== Цель упражнения ==
Перепишите часть текста о детективном жанре от слов «Потому что с» до слов «чем, собственно, коллизия.» включительно, заменив «курс доллара» на «курс фунта».

== Исходный текст ==
* * *
Потому что с классическим детективом все ясно. Любой классический детектив есть притча о трудном и скрупулёзном поиске истины. И, как и положено притче, он располагается в выморочном, вымышленном пространстве: ведь ничего более вымышленного, чем загородная английская усадьба, человечество еще не создало. А герои «крутого детектива» и фильмов-нуар гнездятся в самом густом иле городского дна, и убийства там происходят не из желания доказать ту или иную идеологему, не из желания получить пятимиллионное наследство и тем самым решить сразу все проблемы, — а потому что кому-то, из дурости и мелочности, заплатили 12.50, тогда как следовало 15.40, хотя если бы было 14.10, может быть, всё бы ещё и обошлось. Это жанр, покоящийся на точной конкретике. И чтобы читать крутой детектив, порой полезно знать курс доллара на момент написания текста, иначе можно не разобраться, в чем, собственно, коллизия.
Запахом судьбы веет сквозь весь нуар.
Однако это-то презренное и мелочное литературное направление (опять же, в лучших своих проявлениях) подчас умудрялось внезапно, иногда на один абзац или даже на одну фразу, заглядывать в те пространства, где не было ни сыщиков, ни слежки, ни коррумпированных полицейских, ни владельцев казино, а жили, как в платоновском мире, одни только понятия: любовь, честь, подлость, мечта, грусть. Особенно явно это видно в произведениях Рэймонда Чандлера, у которого в каждом из семи романов есть хотя бы несколько фраз, в момент которых ткань повествования — плотная, подробно сшитая из мелочей жизни — внезапно расходится, казалось бы, в самом крепком месте, и герой оказывается в мире без вещей, без времени, без декораций. В мире, где мятутся и печалятся лишь чистые человеческие души. Чистые не потому, что безгрешные, куда там; чистые — значит, обнажённые и беззащитные.
* * *
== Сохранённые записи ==
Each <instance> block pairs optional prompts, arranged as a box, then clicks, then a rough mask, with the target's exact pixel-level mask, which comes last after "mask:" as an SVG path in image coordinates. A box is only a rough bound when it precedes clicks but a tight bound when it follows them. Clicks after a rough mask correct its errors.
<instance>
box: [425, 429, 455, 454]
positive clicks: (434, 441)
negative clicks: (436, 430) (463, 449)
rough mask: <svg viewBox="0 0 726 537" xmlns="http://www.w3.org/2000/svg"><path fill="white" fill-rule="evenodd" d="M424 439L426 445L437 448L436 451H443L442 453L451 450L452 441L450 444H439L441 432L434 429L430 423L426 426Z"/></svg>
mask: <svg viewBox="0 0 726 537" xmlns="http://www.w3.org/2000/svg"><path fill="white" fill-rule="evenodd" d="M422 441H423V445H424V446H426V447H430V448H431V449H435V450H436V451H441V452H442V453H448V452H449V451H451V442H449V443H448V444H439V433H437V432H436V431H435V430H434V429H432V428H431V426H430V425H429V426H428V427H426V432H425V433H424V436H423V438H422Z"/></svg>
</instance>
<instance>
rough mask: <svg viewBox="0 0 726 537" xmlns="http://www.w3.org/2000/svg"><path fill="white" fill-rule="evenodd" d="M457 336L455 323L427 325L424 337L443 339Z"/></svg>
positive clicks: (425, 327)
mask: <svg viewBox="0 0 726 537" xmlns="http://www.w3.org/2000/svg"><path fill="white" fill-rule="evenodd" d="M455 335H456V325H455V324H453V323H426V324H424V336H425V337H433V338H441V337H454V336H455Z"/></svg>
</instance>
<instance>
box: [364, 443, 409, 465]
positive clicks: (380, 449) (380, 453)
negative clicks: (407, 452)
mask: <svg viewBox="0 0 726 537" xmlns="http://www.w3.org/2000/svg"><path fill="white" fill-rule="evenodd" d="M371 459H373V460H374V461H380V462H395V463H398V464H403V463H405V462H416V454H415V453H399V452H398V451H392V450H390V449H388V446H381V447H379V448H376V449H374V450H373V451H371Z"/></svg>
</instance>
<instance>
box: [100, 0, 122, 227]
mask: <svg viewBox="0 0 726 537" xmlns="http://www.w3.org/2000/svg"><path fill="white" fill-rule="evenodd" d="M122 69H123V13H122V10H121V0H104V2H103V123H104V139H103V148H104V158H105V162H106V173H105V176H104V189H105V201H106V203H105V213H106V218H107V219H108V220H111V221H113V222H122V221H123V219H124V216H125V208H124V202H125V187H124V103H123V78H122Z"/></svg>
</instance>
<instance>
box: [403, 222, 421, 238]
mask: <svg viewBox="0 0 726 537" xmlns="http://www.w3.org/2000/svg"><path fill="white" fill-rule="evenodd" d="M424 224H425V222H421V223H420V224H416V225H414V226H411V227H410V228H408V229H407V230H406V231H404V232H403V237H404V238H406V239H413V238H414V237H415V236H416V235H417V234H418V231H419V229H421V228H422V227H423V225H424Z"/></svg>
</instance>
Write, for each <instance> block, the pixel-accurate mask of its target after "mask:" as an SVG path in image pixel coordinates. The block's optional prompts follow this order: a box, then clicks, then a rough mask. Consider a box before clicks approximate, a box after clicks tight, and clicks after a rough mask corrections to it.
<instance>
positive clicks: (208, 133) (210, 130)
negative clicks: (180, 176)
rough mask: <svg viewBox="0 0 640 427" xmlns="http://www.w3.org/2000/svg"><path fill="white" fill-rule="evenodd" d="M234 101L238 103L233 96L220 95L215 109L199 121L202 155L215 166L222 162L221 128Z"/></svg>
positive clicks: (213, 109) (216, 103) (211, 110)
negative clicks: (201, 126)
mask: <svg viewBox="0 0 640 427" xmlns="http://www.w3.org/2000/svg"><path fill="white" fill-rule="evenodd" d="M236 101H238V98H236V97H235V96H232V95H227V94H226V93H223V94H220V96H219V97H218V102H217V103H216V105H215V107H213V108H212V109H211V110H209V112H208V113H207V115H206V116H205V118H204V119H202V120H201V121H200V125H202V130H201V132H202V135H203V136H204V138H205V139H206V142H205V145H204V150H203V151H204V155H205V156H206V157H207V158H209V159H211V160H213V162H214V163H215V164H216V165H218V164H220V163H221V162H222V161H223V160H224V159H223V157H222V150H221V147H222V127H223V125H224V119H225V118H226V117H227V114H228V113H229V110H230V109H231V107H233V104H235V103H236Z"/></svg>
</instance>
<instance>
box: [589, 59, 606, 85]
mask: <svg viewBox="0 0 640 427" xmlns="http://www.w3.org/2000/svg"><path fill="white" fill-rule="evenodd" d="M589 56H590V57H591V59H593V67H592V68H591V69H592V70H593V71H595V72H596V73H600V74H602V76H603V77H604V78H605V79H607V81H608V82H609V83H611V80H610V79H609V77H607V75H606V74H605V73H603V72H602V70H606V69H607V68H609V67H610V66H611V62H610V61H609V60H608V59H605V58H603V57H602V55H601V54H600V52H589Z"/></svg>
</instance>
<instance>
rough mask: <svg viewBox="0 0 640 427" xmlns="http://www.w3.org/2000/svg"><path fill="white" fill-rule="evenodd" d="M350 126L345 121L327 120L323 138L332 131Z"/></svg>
* * *
== Письменный ответ ==
Потому что с классическим детективом все ясно. Любой классический детектив есть притча о трудном и скрупулёзном поиске истины. И, как и положено притче, он располагается в выморочном, вымышленном пространстве: ведь ничего более вымышленного, чем загородная английская усадьба, человечество еще не создало. А герои «крутого детектива» и фильмов-нуар гнездятся в самом густом иле городского дна, и убийства там происходят не из желания доказать ту или иную идеологему, не из желания получить пятимиллионное наследство и тем самым решить сразу все проблемы, — а потому что кому-то, из дурости и мелочности, заплатили 12.50, тогда как следовало 15.40, хотя если бы было 14.10, может быть, всё бы ещё и обошлось. Это жанр, покоящийся на точной конкретике. И чтобы читать крутой детектив, порой полезно знать курс фунта на момент написания текста, иначе можно не разобраться, в чем, собственно, коллизия.